BRIEF
Could you retype the lines of the material below, starting at the line that contains "As a courtesy, could you identify the grass" and stopping after the line that contains "[331,150,383,222]"?

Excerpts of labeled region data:

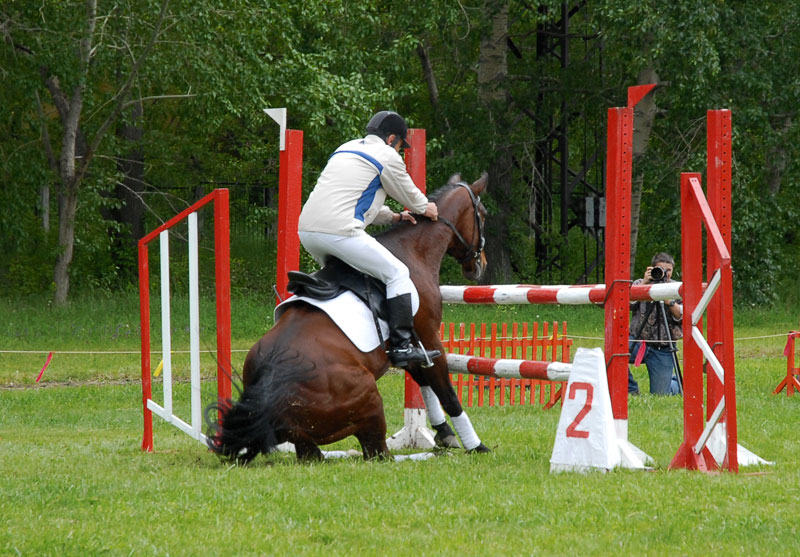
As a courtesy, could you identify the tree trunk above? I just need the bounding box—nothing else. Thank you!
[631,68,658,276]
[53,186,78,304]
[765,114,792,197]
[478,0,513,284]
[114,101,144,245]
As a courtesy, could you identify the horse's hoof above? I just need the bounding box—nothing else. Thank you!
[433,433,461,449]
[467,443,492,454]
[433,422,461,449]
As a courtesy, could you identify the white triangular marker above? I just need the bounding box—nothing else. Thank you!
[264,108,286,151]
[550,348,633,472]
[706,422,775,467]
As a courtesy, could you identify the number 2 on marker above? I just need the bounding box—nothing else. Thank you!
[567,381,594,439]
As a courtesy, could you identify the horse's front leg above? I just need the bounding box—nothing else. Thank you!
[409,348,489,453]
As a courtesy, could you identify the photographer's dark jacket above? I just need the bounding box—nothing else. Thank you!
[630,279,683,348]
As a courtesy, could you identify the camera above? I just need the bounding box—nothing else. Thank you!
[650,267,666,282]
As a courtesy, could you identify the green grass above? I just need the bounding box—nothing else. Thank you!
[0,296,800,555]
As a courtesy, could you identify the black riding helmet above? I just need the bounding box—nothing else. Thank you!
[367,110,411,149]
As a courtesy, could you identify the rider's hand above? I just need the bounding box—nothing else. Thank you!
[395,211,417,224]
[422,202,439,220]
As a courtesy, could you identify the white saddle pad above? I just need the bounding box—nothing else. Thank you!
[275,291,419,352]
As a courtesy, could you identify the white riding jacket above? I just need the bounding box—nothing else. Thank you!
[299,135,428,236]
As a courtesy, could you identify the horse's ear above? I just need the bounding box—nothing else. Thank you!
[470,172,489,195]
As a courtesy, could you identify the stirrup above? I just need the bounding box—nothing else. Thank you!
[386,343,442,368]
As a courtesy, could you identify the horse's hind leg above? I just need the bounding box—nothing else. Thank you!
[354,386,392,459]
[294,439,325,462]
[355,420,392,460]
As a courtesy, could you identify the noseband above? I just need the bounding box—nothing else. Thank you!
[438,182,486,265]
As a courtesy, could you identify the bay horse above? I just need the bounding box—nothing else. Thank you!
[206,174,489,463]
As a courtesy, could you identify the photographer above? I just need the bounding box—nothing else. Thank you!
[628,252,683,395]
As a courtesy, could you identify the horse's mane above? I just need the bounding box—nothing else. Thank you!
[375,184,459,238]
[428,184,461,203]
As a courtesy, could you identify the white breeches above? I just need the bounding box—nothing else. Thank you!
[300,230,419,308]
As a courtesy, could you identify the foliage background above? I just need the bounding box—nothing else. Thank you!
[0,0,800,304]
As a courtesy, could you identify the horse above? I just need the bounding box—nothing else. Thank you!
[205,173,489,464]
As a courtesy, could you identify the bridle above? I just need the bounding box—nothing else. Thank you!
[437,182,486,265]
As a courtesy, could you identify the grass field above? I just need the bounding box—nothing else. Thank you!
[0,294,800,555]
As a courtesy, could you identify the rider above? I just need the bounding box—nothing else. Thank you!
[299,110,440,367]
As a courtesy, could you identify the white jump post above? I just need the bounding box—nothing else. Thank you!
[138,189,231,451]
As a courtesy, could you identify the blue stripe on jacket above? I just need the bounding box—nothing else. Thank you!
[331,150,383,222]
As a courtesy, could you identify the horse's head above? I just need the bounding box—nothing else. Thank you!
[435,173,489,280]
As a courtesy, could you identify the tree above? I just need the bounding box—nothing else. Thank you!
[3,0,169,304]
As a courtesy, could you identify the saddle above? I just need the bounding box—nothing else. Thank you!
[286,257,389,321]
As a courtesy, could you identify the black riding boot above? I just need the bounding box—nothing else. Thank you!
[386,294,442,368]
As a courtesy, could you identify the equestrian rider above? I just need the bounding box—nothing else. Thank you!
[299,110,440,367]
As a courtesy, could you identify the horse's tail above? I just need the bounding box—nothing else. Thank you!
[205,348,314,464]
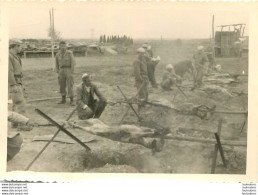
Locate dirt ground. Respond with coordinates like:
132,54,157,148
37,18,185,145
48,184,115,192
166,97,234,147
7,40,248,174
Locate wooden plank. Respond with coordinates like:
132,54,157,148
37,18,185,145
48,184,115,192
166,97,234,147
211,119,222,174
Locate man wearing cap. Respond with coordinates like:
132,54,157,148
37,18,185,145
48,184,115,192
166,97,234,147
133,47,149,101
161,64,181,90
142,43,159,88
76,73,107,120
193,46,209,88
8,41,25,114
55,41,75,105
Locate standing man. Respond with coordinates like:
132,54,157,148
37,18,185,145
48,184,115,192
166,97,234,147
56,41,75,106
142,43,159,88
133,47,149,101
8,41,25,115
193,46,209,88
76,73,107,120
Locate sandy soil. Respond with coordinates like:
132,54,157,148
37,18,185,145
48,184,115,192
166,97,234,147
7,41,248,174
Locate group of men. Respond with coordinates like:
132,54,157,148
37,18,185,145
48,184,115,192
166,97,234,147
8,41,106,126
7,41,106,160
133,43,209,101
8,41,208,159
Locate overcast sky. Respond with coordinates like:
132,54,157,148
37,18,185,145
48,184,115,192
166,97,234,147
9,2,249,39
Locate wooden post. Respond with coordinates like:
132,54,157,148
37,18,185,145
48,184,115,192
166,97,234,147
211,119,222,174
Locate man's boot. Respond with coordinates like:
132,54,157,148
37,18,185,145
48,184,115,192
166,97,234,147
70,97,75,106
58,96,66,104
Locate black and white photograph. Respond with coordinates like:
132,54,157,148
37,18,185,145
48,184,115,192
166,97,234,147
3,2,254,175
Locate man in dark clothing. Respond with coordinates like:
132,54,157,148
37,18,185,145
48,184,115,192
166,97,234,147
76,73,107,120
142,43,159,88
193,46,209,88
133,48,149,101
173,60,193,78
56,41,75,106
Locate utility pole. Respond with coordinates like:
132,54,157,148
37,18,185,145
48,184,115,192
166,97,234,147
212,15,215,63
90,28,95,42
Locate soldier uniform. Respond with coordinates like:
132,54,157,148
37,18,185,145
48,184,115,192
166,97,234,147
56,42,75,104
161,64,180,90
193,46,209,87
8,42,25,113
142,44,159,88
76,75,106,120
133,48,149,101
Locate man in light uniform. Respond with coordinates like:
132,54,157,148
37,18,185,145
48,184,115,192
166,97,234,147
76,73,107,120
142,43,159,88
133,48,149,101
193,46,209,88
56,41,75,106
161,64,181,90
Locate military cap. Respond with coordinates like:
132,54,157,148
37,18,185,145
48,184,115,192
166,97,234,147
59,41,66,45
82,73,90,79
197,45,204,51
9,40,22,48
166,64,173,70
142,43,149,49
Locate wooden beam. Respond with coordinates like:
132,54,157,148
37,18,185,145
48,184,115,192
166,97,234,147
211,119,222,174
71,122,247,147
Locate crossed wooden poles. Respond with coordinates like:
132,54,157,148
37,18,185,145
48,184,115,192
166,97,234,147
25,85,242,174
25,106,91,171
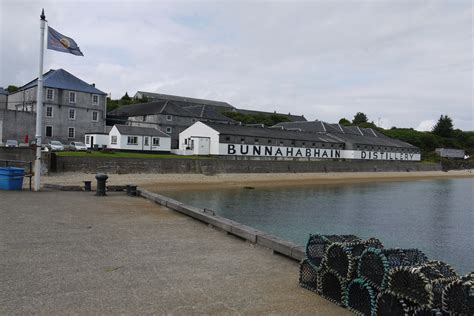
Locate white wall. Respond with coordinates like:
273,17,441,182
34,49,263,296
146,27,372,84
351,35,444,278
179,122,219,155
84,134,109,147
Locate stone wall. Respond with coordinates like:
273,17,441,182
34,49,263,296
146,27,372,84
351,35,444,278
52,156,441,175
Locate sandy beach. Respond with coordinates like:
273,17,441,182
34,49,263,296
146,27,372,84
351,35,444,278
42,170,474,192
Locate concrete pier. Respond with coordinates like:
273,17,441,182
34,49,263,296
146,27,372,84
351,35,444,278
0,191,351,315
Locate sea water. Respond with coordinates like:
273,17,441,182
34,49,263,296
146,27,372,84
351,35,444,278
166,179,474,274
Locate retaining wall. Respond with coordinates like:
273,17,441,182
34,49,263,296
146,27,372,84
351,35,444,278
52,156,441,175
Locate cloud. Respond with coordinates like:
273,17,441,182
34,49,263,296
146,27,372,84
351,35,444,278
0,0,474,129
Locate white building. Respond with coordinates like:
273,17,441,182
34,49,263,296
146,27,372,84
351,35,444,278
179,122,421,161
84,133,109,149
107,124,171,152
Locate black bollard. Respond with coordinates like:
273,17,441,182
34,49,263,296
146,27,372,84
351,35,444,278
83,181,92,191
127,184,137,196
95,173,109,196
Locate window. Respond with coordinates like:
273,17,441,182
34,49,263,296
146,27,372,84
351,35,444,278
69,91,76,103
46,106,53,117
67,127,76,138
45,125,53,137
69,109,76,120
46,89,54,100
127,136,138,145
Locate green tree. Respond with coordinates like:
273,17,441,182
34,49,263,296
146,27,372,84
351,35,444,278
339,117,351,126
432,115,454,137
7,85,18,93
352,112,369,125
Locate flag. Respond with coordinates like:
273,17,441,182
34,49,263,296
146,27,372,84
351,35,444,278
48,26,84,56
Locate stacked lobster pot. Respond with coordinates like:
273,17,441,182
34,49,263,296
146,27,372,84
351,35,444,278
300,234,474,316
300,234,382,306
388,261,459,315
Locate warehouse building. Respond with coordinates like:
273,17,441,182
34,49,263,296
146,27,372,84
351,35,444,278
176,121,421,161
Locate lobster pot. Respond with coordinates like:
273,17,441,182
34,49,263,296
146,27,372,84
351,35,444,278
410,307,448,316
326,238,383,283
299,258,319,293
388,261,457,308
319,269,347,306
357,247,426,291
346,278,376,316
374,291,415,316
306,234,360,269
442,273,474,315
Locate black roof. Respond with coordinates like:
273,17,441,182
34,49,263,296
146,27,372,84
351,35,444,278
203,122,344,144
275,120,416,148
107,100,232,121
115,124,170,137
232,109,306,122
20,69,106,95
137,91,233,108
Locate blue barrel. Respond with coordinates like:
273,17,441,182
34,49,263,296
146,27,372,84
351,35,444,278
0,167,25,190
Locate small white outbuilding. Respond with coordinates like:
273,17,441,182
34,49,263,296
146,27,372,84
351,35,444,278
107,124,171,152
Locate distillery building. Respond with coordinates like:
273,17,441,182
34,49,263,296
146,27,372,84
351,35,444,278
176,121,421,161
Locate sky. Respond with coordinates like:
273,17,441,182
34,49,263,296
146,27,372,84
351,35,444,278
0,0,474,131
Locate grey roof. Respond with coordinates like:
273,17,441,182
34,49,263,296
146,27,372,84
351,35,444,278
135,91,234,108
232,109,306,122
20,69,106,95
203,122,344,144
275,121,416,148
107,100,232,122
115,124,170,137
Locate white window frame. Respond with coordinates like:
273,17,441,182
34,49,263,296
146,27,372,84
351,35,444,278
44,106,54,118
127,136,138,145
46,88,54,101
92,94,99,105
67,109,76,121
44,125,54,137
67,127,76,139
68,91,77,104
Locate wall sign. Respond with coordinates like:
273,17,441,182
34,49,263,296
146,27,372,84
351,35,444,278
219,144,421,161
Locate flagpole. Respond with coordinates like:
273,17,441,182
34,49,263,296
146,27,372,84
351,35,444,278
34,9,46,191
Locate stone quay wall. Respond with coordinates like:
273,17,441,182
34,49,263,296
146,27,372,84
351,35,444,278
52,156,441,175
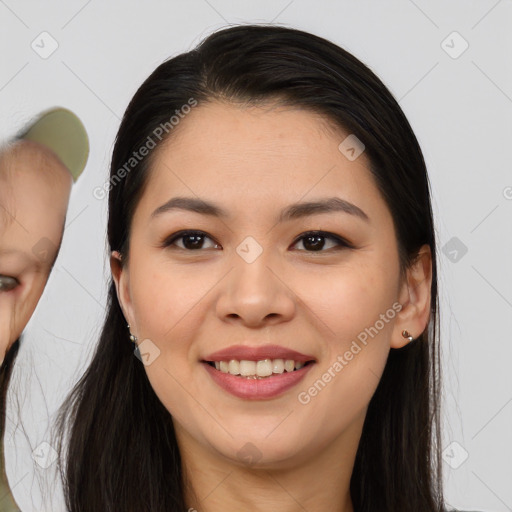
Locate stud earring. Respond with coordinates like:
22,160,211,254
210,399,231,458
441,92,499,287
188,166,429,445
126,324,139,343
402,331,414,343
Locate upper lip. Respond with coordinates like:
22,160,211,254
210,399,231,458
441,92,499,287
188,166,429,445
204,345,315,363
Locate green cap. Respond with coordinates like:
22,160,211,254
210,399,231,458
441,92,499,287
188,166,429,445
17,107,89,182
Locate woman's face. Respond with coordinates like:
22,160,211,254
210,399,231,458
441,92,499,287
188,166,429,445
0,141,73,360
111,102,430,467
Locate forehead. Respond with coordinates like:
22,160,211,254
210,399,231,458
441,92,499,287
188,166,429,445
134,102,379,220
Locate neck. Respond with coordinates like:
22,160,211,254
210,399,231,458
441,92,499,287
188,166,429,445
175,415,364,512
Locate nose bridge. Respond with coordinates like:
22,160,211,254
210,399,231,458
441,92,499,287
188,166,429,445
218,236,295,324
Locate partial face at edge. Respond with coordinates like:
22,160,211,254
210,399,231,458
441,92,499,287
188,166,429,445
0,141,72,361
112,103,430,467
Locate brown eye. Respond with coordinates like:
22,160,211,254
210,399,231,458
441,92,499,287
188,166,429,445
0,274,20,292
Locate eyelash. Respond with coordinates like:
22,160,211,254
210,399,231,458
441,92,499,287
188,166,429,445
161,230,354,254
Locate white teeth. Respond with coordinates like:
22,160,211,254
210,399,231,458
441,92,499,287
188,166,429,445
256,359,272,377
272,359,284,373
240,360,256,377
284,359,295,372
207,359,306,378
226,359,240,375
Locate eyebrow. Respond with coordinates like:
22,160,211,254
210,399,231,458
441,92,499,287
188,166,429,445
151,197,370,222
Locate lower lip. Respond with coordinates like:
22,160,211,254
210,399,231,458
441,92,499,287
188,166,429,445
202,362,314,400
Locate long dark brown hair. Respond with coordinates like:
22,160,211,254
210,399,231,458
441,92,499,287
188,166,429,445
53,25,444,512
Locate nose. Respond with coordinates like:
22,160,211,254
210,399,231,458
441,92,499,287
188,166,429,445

EXPECTED ANSWER
As a courtesy, could you identify the grass field above? I just need the bounding box—nothing else. Thank you!
[0,294,800,555]
As a courtesy, could you identify the rider above? I just need the bounding box—nothing else. Thank you!
[299,110,440,367]
As a courtesy, could you identify the white jump post above? I just need the bounding box—nothing else. Thank you!
[138,189,231,451]
As a courtesy, could you identify the blue stripe on jacket above? I just need the bounding box—nothing else. Thank you!
[331,150,383,222]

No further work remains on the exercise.